**THE REQUEST**
Please reproduce the records below verbatim, starting at the line containing "Can you find the porch" and continuing through the end of the records, with both ends included.

A run of records:
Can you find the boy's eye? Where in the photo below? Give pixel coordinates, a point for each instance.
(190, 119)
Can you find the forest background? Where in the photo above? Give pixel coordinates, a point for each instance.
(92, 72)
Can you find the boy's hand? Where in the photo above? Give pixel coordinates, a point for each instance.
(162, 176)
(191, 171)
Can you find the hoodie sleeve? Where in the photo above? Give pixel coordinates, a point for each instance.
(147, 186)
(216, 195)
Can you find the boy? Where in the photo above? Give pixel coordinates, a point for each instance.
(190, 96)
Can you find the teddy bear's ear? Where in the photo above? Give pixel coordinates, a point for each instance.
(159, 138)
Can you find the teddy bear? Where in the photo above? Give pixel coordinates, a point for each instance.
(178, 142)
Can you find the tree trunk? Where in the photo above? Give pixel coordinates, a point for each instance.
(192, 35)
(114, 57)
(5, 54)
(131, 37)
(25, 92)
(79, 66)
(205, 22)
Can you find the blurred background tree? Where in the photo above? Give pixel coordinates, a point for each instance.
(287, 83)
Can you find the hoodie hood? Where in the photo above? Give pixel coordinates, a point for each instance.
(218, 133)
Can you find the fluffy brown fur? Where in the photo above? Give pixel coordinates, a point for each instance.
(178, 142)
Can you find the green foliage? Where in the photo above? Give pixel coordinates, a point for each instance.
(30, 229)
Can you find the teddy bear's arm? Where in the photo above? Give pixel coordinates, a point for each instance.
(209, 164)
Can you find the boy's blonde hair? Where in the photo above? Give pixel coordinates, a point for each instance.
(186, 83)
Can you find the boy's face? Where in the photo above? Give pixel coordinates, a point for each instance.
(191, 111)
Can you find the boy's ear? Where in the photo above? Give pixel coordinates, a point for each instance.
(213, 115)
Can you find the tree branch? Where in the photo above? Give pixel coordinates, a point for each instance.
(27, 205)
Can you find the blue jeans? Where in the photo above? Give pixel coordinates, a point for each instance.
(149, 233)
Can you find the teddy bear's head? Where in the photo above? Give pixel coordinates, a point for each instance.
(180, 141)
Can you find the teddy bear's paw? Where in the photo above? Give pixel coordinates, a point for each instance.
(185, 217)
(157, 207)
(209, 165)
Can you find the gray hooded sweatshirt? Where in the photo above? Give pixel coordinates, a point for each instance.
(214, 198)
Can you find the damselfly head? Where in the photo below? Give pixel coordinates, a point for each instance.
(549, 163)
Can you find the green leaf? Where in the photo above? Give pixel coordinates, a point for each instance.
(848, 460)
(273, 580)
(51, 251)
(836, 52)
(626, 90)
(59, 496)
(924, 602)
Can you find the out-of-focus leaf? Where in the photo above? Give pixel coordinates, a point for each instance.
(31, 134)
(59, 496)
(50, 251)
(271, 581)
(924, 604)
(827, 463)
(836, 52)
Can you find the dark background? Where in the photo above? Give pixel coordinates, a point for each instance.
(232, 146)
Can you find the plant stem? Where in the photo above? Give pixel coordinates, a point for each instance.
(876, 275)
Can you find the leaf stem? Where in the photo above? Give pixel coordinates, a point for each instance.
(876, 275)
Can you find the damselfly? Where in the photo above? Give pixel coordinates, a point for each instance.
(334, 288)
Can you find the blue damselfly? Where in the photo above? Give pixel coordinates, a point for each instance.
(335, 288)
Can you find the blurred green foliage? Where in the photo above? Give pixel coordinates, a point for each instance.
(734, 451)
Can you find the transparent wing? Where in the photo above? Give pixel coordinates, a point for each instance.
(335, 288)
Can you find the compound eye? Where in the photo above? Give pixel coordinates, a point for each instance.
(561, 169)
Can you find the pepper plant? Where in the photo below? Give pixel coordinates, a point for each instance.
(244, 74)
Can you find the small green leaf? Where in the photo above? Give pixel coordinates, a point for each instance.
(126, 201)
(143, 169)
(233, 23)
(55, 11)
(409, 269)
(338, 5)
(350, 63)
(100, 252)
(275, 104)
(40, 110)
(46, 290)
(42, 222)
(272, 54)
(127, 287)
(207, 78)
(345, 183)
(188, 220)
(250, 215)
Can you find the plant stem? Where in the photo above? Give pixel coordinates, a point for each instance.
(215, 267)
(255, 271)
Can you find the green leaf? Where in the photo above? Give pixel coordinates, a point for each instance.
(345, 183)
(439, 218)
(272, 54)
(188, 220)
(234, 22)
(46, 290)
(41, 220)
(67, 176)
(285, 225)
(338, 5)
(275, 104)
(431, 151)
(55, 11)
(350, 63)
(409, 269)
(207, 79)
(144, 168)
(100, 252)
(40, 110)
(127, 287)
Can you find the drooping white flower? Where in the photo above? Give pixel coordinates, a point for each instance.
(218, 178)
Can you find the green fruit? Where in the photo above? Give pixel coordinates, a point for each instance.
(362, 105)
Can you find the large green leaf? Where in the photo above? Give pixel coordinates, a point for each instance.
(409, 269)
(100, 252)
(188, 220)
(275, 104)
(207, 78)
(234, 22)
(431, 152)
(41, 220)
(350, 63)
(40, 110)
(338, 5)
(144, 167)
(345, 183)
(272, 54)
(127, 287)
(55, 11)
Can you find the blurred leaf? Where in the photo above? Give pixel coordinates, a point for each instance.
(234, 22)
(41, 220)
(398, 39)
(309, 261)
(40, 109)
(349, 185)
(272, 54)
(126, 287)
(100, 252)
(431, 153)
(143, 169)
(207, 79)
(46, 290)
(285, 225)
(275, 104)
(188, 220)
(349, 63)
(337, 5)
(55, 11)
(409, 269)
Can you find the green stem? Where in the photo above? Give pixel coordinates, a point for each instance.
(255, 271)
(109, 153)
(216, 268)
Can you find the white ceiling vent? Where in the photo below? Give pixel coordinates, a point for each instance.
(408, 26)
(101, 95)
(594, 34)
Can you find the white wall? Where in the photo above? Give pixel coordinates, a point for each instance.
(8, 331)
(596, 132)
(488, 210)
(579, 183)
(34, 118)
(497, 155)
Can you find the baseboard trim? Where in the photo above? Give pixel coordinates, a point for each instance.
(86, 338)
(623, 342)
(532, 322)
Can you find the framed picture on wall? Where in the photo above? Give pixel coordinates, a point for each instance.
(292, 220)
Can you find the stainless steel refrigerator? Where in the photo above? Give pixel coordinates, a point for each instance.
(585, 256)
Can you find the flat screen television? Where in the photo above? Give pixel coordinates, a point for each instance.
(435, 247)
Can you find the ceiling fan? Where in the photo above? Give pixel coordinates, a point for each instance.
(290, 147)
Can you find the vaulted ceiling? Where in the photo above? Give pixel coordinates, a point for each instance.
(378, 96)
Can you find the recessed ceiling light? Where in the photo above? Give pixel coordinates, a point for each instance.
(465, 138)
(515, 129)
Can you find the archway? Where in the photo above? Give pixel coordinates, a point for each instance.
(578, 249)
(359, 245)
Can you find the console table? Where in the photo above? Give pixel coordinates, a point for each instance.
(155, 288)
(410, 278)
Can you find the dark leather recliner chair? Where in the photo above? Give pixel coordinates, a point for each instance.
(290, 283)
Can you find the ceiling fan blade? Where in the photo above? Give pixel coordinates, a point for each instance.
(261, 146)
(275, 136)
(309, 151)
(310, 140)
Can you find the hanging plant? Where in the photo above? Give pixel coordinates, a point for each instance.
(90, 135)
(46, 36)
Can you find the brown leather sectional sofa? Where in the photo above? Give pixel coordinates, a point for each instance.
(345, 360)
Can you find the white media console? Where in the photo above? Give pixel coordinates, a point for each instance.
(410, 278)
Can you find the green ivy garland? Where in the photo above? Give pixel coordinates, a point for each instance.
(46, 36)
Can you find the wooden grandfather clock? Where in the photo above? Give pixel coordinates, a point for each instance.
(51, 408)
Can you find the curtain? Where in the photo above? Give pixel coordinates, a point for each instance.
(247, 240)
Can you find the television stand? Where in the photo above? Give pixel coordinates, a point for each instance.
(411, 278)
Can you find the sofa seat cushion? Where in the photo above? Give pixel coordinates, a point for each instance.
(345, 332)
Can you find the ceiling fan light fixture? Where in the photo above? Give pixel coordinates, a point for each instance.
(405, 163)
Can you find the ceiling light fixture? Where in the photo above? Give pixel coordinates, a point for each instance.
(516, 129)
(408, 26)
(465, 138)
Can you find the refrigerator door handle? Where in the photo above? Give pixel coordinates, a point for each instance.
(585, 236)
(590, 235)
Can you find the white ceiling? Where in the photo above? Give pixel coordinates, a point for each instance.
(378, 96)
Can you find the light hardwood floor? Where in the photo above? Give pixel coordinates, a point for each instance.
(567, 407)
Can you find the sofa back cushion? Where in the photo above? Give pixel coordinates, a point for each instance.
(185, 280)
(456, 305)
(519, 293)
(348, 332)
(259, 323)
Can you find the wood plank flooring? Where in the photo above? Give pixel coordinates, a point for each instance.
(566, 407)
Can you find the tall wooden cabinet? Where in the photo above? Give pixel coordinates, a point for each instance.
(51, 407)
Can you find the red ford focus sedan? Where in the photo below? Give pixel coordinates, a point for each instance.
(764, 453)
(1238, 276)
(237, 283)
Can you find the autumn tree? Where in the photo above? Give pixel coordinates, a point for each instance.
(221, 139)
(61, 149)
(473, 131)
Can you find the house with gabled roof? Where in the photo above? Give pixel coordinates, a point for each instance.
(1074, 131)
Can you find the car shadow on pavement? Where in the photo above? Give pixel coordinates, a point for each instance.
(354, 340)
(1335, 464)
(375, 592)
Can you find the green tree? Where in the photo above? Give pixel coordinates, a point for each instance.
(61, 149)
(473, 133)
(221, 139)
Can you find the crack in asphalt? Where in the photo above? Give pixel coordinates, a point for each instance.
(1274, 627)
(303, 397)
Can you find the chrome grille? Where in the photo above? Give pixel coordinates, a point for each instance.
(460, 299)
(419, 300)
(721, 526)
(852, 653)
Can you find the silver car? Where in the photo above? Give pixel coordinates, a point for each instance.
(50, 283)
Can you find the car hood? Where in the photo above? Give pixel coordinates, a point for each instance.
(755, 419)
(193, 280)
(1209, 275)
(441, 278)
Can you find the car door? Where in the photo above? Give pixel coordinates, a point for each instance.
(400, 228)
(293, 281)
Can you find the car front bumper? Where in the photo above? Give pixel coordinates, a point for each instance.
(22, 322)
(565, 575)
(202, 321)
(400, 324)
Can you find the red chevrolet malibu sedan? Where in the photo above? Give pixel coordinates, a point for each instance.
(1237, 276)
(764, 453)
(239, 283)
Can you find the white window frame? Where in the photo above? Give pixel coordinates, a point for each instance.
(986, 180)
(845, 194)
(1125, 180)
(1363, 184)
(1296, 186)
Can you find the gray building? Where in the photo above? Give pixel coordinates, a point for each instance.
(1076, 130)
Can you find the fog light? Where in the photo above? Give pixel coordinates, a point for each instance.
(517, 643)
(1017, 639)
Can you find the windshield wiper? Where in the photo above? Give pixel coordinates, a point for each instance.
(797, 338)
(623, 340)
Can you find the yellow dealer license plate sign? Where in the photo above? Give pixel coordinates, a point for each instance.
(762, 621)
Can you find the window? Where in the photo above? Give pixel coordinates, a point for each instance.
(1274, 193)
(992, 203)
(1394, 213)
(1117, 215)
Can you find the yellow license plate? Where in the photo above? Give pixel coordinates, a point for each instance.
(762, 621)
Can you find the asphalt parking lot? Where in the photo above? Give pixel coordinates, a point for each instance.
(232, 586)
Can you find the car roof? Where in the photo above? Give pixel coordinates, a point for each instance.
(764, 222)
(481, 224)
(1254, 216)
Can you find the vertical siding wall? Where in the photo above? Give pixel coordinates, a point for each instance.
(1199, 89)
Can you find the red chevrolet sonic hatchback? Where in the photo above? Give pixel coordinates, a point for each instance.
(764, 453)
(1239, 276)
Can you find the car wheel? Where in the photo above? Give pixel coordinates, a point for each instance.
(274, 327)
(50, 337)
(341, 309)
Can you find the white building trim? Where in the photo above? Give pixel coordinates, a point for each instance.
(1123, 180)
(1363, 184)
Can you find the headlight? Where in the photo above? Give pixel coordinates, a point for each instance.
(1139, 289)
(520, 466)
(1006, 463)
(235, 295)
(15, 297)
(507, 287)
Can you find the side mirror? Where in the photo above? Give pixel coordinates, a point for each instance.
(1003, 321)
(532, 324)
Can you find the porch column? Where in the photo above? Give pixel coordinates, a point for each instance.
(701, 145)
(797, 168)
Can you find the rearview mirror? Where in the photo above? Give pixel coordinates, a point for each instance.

**RESULT**
Can you find the porch column? Where in the photo above? Give pixel coordinates, a point for each instance.
(701, 145)
(797, 168)
Can you find the rearview mirror? Where in the photo above? Give pixel coordinates, a point for each instance.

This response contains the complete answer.